:: AUFGEFÜHRTE ZEILEN ::
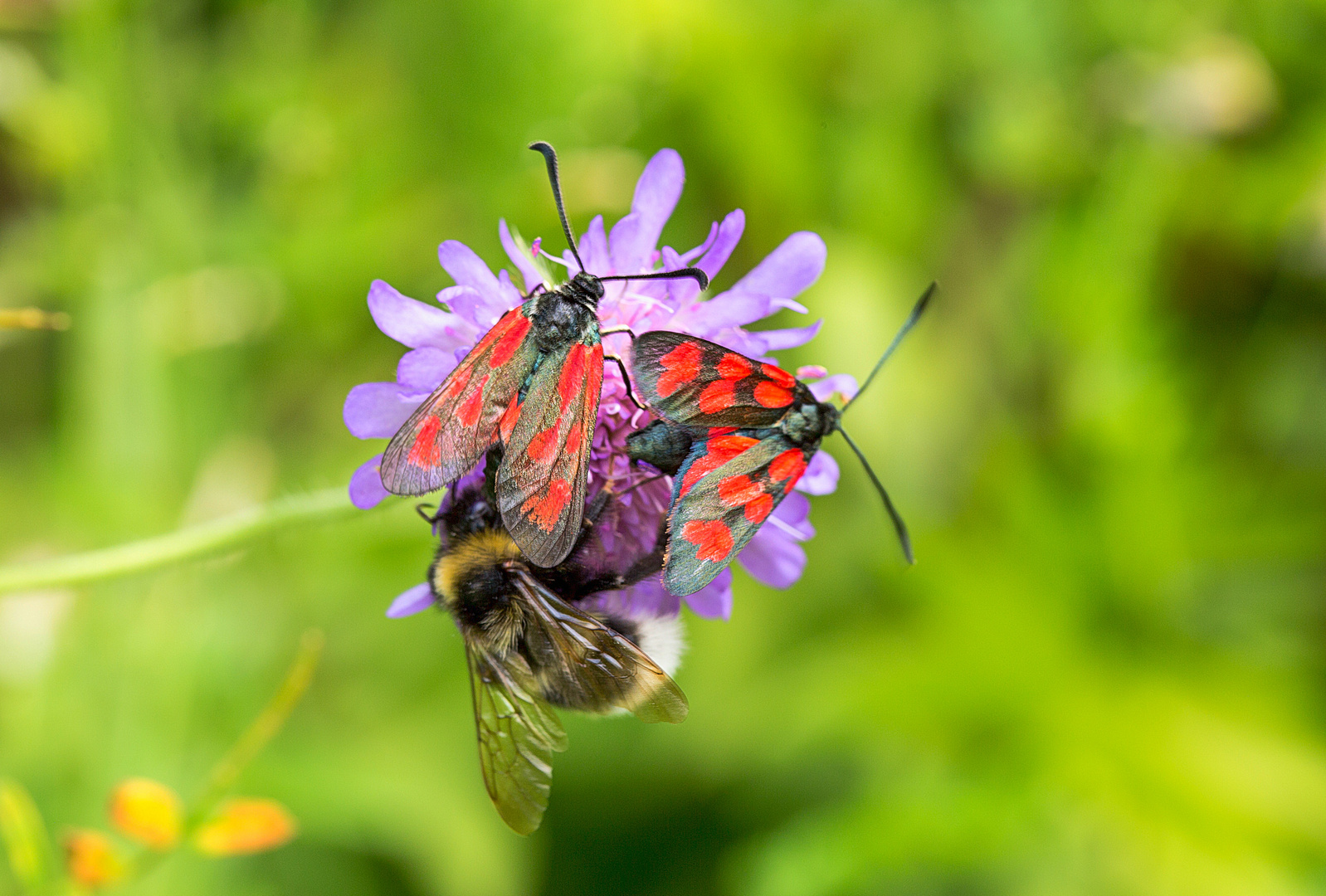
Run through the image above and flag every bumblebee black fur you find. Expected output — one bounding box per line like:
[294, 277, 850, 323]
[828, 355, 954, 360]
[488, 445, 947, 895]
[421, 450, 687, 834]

--

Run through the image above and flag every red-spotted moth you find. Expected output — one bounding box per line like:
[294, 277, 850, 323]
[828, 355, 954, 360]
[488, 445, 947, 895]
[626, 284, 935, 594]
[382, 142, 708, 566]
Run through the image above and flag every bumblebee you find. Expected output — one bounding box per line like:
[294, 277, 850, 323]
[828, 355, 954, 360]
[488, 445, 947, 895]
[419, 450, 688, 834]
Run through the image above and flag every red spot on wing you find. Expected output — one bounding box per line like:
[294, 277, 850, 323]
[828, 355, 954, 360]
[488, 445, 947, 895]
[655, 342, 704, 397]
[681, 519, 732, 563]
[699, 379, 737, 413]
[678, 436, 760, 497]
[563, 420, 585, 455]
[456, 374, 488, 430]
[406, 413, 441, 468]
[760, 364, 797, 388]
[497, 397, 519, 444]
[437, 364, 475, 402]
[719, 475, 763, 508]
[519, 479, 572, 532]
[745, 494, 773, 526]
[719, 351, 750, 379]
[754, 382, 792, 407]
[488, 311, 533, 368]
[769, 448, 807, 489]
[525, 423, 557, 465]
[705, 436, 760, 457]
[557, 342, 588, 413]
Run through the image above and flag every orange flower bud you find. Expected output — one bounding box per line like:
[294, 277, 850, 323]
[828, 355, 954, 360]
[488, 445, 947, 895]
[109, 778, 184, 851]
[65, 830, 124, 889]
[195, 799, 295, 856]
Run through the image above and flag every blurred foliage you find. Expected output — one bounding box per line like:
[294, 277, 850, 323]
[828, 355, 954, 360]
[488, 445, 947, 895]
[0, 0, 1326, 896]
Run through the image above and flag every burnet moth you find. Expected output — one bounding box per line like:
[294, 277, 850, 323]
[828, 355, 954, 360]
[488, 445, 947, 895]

---

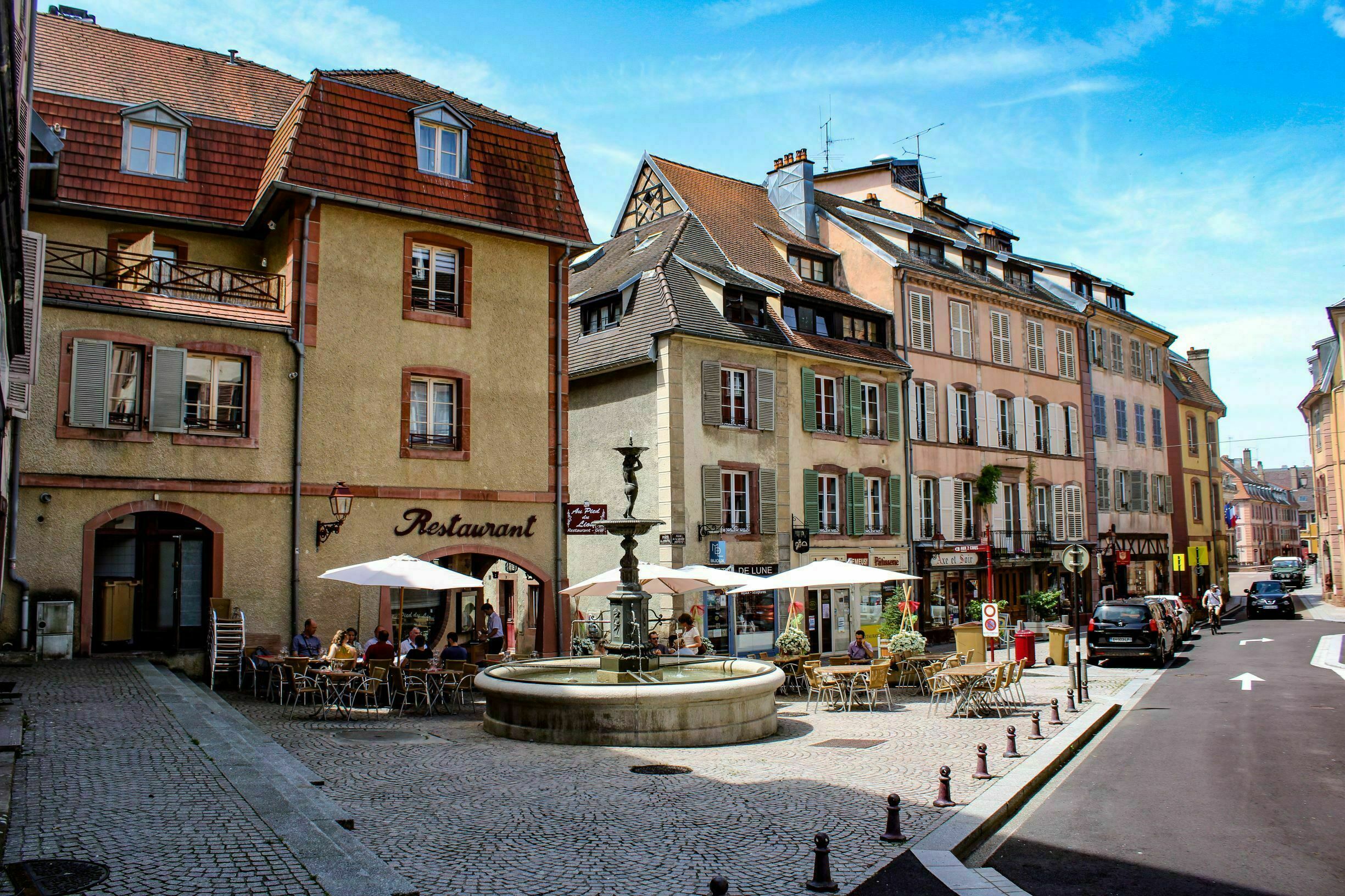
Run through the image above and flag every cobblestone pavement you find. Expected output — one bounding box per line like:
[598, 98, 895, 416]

:: ZIEL DER AUFGABE ::
Stelle den Abschnitt oben, der mit der Zeile mit „Run through the image above and flag every red spot“ beginnt und mit der Zeile mit „[406, 413, 441, 468]“ endet, beide eingeschlossen, als Markdown-Tabelle mit den Spalten „Nummer“ und „Inhalt“ dar. Leerzeilen werden dabei ausgelassen.

:: ANTWORT ZUR AUFGABE ::
| Nummer | Inhalt |
|---|---|
| 1 | Run through the image above and flag every red spot on wing you find. Expected output — one bounding box per line like: |
| 2 | [294, 277, 850, 323] |
| 3 | [828, 355, 954, 360] |
| 4 | [488, 445, 947, 895] |
| 5 | [655, 342, 704, 397] |
| 6 | [681, 519, 732, 563] |
| 7 | [699, 379, 737, 413] |
| 8 | [678, 436, 760, 497] |
| 9 | [563, 420, 585, 455] |
| 10 | [456, 374, 488, 430] |
| 11 | [406, 413, 441, 468] |